- Your goal:
Replace "coverage grid" with "survey grid" everywhere in the data below and reproduce the lines with no other changes.

- Data from a collection:
__________

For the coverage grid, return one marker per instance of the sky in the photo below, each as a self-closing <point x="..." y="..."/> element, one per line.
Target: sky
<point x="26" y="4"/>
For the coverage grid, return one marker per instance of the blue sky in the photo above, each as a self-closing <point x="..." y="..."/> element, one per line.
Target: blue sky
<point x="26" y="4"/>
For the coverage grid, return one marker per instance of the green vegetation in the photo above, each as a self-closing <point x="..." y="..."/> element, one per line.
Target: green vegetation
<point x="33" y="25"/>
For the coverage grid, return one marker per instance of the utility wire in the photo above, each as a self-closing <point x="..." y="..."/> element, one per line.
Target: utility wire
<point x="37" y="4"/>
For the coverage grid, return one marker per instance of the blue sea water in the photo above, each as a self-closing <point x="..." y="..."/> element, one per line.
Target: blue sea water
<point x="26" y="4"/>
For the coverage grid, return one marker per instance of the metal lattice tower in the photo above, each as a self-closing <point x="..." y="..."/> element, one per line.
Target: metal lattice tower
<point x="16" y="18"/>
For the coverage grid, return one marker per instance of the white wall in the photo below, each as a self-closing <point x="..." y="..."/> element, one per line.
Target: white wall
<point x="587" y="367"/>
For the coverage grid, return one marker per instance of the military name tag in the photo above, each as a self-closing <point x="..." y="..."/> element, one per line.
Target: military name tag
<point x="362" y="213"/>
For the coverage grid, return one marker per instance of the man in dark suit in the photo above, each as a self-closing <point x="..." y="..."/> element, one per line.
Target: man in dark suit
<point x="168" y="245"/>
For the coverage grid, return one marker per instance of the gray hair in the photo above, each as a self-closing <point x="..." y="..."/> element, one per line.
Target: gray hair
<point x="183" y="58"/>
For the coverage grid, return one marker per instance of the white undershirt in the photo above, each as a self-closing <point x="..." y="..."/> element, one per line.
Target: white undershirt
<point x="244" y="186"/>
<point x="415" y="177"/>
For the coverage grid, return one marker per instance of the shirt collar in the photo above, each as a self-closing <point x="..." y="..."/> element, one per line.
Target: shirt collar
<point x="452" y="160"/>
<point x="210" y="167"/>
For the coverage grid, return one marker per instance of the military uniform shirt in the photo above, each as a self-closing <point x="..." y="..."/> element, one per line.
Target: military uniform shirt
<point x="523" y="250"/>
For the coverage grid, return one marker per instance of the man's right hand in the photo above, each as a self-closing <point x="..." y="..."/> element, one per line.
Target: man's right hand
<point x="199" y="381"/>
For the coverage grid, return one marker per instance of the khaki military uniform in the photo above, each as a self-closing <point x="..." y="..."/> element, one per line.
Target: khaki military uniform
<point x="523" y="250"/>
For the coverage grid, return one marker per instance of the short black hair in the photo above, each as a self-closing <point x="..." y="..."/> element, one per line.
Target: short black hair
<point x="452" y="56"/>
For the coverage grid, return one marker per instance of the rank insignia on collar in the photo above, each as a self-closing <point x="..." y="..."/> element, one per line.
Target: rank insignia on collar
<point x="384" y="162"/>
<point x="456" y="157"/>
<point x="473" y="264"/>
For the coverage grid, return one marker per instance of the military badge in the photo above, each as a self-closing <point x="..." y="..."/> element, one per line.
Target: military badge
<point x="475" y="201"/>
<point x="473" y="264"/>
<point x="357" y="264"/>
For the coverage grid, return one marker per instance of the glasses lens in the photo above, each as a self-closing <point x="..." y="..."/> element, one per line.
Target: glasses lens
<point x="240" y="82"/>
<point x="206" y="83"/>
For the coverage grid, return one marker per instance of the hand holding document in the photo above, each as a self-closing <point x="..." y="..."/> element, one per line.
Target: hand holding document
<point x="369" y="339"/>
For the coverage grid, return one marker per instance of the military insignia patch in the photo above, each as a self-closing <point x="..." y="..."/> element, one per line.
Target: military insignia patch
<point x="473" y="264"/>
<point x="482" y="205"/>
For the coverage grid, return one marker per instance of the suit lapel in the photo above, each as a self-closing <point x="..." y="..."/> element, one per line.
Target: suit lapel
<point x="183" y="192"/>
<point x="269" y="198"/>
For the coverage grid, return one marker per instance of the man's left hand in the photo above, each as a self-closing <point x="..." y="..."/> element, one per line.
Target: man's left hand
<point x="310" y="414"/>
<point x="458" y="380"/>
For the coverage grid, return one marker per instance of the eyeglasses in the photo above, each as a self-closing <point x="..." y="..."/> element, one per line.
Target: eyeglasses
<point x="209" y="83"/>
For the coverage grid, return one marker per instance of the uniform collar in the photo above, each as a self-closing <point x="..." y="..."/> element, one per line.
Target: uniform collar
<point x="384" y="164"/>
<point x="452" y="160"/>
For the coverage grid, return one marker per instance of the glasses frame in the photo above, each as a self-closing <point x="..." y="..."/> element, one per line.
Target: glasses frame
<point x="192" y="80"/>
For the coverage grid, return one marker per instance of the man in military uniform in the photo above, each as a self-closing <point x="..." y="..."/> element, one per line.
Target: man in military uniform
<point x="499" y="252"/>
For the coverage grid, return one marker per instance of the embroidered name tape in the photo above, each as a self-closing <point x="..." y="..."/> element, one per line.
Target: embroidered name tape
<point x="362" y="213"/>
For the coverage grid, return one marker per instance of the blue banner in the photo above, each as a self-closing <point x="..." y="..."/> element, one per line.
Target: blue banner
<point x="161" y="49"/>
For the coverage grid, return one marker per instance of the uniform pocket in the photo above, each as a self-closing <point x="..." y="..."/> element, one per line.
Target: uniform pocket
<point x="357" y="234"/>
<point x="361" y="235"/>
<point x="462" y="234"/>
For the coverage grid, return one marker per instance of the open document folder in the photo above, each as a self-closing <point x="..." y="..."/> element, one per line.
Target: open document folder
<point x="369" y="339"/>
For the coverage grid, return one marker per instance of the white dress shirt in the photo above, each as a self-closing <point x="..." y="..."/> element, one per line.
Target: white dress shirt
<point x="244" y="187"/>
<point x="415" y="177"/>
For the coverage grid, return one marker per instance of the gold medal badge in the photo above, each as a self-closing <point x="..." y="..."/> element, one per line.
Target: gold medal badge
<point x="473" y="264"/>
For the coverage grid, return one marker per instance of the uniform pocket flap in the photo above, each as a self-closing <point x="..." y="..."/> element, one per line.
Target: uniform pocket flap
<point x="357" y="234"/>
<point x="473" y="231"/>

__________

- Exercise output:
For the survey grid, return one marker per instance of the sky in the photo below, each as a self-closing <point x="..." y="..."/> element, one per line.
Target: sky
<point x="26" y="4"/>
For the survey grid, return one marker per instance of the blue sky in the photo above, each as a self-closing <point x="..." y="..."/> element, one per line.
Target: blue sky
<point x="26" y="4"/>
For the survey grid, return one marker per instance of the green vegetation in the photo above, each as a self-closing <point x="..." y="..."/> element, one per line.
Target: green vegetation
<point x="33" y="25"/>
For the survey grid, return one marker per instance of the utility wire in the photo above, each as a self-closing <point x="..." y="..."/> element, one per line.
Target: utility wire
<point x="37" y="4"/>
For the survey grid, return one marker per instance of the blue sea water in the photo above, each as a self-closing <point x="..." y="..."/> element, one per line.
Target: blue sea water
<point x="26" y="4"/>
For the survey grid, return one marker per instance of the metal lattice tower in the photo above, each as a self-closing <point x="..." y="..."/> element, one per line.
Target: metal lattice tower
<point x="16" y="18"/>
For the survey grid, return one marker per instance of the white wall in the photo below, each as a self-closing <point x="..." y="..."/> element, one per line.
Target: white wall
<point x="587" y="367"/>
For the survey grid, return one marker per instance of the military name tag in the photo above, each as a self-closing <point x="..." y="..."/> element, one per line.
Target: military name tag
<point x="362" y="213"/>
For the survey grid, return one marker per instance of the man in dark suit in the photo above, each as a self-closing <point x="..." y="..."/> element, one per line.
Target: man in dark suit
<point x="168" y="245"/>
For the survey grid, return one marker per instance of the gray hair in the photo above, each as a self-closing <point x="..." y="..."/> element, one per line.
Target: gray hair
<point x="183" y="58"/>
For the survey grid, return one marker per instance of the white undershirt in the photo above, each as a self-closing <point x="..." y="..."/> element, one per line.
Target: white undershirt
<point x="244" y="186"/>
<point x="415" y="177"/>
For the survey grid, return one marker per instance of the shirt collar in the photo above, each as a self-closing <point x="..." y="..."/> element, one per line.
Target: shirt collar
<point x="452" y="160"/>
<point x="210" y="167"/>
For the survey grid, return one marker per instance of the military uniform shirt in the photo above, each as a self-closing <point x="..." y="..."/> element, one per line.
Target: military uniform shirt
<point x="523" y="250"/>
For the survey grid, return one marker per instance of the man's right hand in the photo above, each as a self-closing <point x="..." y="..."/> element, one per line.
Target: man's right hand
<point x="199" y="381"/>
For the survey grid, return one marker per instance of the khaki military uniform in the photo above, each as a self-closing <point x="..." y="..."/> element, one per line.
Target: khaki military uniform
<point x="523" y="250"/>
For the survey grid, return one marker per instance of the short black hair in the photo above, each as a self-closing <point x="..." y="..."/> element, one per line.
Target: short black hair
<point x="452" y="56"/>
For the survey grid, return one marker per instance of the rank insignia on collar in the photo above, each as a self-closing <point x="..." y="..."/> element, one per line.
Target: rank insignia on collar
<point x="384" y="162"/>
<point x="456" y="157"/>
<point x="473" y="264"/>
For the survey grid, return one marker per instance of the military badge in the photo above, each as a self-closing <point x="..." y="..."/> element, one per line.
Target: military badge
<point x="475" y="201"/>
<point x="473" y="264"/>
<point x="357" y="264"/>
For the survey grid, return one marker per instance of the glasses lens in the photo above, each as a self-closing <point x="..." y="..."/> element, one per line.
Target: glasses lens
<point x="240" y="82"/>
<point x="206" y="83"/>
For the survey grid, return one marker per instance of the hand holding document in the photo above, each as a self-closing <point x="..." y="..."/> element, one per line.
Target: hand holding document
<point x="369" y="339"/>
For the survey grid, return one marker per instance of the military insignia patch in the photo above, each as a self-closing <point x="..." y="..."/> element, one per line.
Target: military insignia patch
<point x="473" y="264"/>
<point x="482" y="205"/>
For the survey grid, return one marker per instance of the suit lapel in the photo above, each as a self-closing <point x="..." y="..."/> element, one per line.
Target: suit lapel
<point x="183" y="192"/>
<point x="269" y="198"/>
For the survey grid, return one marker per instance of the man's left hand in the photo above, each as a self-closing <point x="..." y="..."/> element, one per line.
Target: man's left hand
<point x="310" y="414"/>
<point x="458" y="380"/>
For the survey grid, return one marker per instance of the eyeglasses in the photo above, each as a self-closing <point x="..." y="..."/> element, one per line.
Target: eyeglasses
<point x="209" y="83"/>
For the survey grid, return one marker per instance of the uniform collar in the photo above, each as a self-closing <point x="..." y="..."/> element, one per line.
Target: uniform collar
<point x="384" y="164"/>
<point x="452" y="160"/>
For the survey grid, return one marker per instance of the glasses frame in the photo above, each as a self-closing <point x="..." y="..."/> element, one per line.
Target: glasses frame
<point x="192" y="80"/>
For the survey grid, return one marker per instance of the man in military uniform in the photo above, each as a self-closing <point x="..." y="..."/> element, one per line.
Target: man in military uniform
<point x="499" y="252"/>
For the survey grid, return one marker per instance of the embroidered name tape in the photo above, each as a self-closing <point x="..." y="..."/> element, one per line.
Target: embroidered name tape
<point x="362" y="213"/>
For the survey grid, return one marker per instance of the blue banner in the photo above, each as a self-closing <point x="..." y="..."/> element, one per line.
Target: blue banner
<point x="161" y="49"/>
For the survey grid, return one marker per instance of the uniform pocket in the photo above, each as a self-closing <point x="..." y="..."/> element, one per line.
Target: uniform pocket
<point x="357" y="234"/>
<point x="361" y="235"/>
<point x="462" y="234"/>
For the survey grid, return one marker per instance of the open document folder in the photo above, each as a self-closing <point x="..." y="..."/> element, one per line.
Target: open document folder
<point x="369" y="339"/>
For the survey grid, return one marker per instance of the white dress shirt in the photo above, each as a self-closing <point x="..." y="..."/> element, one per line.
Target: white dress shirt
<point x="244" y="187"/>
<point x="415" y="177"/>
For the survey grid, return one marker per instance of the gold medal badge in the photo above, each as a self-closing <point x="..." y="..."/> element, one per line.
Target: gold medal badge
<point x="473" y="264"/>
For the survey grid, return one marker per instance of the uniform pocket flap in the photo above, each as a self-closing <point x="..." y="..."/> element, one per line.
Target: uniform pocket flap
<point x="357" y="234"/>
<point x="473" y="231"/>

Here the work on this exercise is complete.